---- Texte de la page
Je voudrais me poser la question du profil d'usager et de ses usages littéraires. La réflexion que je vais proposer est au centre d'un projet de recherche que je mène en collaboration avec Servanne Monjour, Julie Tremblay-Devirieux et Élisabeth Routhier. La même thématique sera au cœur de l'édition 2015-2016 du séminaire « Écritures numériques et éditorialisation » que j'organise cette année avec Louise Merzeau, Nicolas Sauret, Gérard Wormser et encore Servanne Monjour. Servanne a déjà publié un article sur le sujet, auquel je renvoie. Julie fait une thèse sur une thématique très proche. Et bien sûr, Louise a beaucoup travaillé sur cette problématique et dirige elle-même un projet sur la notion de profil. C'est avec Gérard que j'ai commencé mon travail de réflexion sur la notion d'éditorialisation.

Un premier constat : le développement du web participatif, ou web 2.0, a donné lieu ces dernières années à une multiplication de ce que l’on appelle les profils d’usagers. Chaque plateforme demande la création d’un « profil », depuis les réseaux sociaux jusqu’aux plateformes d’achat en ligne, en passant par les sites de rencontres, les jeux en ligne, les forums, les journaux, etc.
Bref, nous assistons à une prolifération des profils...

Or à côté des usages « normaux » des profils - ceux qui respectent les consignes des plateformes - on peut remarquer plusieurs usages « atypiques » ou même « subversifs ».
Par exemple, sur le réseau social bien connu Facebook, dans lequel l’usager est tenu de se présenter à ses « amis » en publiant ses données personnelles (date de naissance, lieu de résidence, activités, emploi, situation familiale, etc.), l’écrivaine québécoise Anne Archet remplit les champs destinés à ces données de profil de façon déconcertante : « emploi : succube adjointe à Satan » ; « A étudié Allez les filles, trois Big Macs les filles à Université du Hamburger »... En 2012, Victoria Welby publiait sur le site de petites annonces canadien Kijiji une offre de service pour le moins surprenante : se définissant pour l’occasion comme une « écrivaine publique », elle proposait d’écrire, pour cinquante dollars l’heure, courriers érotiques et autres récits licencieux. Dans ce cas comme dans l’autre, la démarche des écrivaines s’inscrit clairement dans le détournement de l’outil et de ses fonctions. Si ces pratiques s’extraient du cadre des usages conventionnels du profil d’utilisateur, elles ne sauraient pourtant être isolées, et mettent en évidence un phénomène d’appropriation des outils et des formes numériques par les écrivains qui, selon une démarche à la fois transgressive et ludique, investissent des espaces numériques pour les transformer en espaces artistiques.
--------
---- Liste des données
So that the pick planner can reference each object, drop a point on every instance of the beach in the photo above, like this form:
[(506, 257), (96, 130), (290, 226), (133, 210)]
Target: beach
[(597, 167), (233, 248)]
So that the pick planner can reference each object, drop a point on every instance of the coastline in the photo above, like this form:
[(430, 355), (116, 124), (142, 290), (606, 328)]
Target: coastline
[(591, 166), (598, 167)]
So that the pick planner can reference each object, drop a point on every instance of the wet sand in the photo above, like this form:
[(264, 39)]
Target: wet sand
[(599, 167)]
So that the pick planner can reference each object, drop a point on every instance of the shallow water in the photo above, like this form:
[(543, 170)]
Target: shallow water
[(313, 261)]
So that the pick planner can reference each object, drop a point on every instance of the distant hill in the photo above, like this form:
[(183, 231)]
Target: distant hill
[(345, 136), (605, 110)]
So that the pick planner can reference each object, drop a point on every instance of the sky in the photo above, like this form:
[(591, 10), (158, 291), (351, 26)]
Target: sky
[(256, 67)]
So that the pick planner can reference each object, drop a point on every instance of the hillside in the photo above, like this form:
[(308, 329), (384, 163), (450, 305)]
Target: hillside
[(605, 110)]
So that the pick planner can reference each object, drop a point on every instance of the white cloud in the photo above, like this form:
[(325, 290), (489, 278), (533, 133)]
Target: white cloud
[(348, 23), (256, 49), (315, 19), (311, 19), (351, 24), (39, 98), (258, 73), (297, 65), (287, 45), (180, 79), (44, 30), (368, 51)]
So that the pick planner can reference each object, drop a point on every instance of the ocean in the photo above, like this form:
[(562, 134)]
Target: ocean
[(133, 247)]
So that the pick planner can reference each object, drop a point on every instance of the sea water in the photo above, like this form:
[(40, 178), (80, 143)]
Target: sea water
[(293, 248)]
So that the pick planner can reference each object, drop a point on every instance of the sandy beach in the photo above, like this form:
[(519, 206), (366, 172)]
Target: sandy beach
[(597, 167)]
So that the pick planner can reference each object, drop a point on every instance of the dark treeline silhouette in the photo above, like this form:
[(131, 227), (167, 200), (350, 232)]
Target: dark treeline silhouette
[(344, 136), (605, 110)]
--------
Consignes de l'exercice
A – Pourriez-vous reformuler sous forme de liste le paragraphe du texte sur les profils d'usagers qui commence par « Un premier constat », en conservant ses faits principaux ?
B – Pouvez-vous reprendre le texte sur les profils d'usagers là où il s'arrête et en rédiger la suite ?

Résultats des tâches
A –
- Ces dernières années, le développement du web participatif, ou web 2.0, a multiplié les profils d'usagers.
- Chaque plateforme exige la création d'un « profil » : réseaux sociaux, plateformes d'achat en ligne, sites de rencontres, jeux en ligne, forums, journaux, etc.

B –
Il me semble nécessaire de s'interroger sur ces pratiques pour deux raisons :
1. Tout détournement révèle quelque chose à propos de ce qu'il détourne : les usages littéraires nous disent quelque chose sur les profils eux-mêmes.
2. Les pratiques littéraires de détournement des profils témoignent d'un certain changement dans les formes littéraires et en particulier dans ce qu'on appelle l'« autofiction ».

Pour entamer l'analyse, je voudrais aborder deux questions :
1. Quelle est la fonction des profils usagers ?
2. Que nous disent les pratiques de production des profils - littéraires ou non - à propos de la production de l'identité en général ?

La première question nous renvoie à la vieille opposition de deux paradigmes d'interprétation de la réalité : un paradigme représentationnel et un paradigme performatif - ou si l'on préfère, opérationnel. Pour l'expliquer simplement : on peut imaginer que le profil est une forme de représentation de soi, à savoir une manière pour créer une relation entre un signifiant - le profil - et un signifié - la personne dont le profil est le profil. En ce sens on pourrait penser que le profil a une fonction de mimesis et l'insérer dans la lignée des formes représentatives telles qu'elles ont été pratiquées et analysées depuis l'Antiquité - à partir de Platon jusqu'à nos jours. Dans ce cadre, la question à se poser serait celle de la correspondance du signifiant avec le signifié, autrement dit la question de la relation entre vérité et fiction : le profil est-il une représentation fidèle de la vérité ou est-il une fiction - romanesque ou autre ?

Or je suis convaincu que ce paradigme est caduque et qu'il reflète très mal la réalité de nos pratiques numériques.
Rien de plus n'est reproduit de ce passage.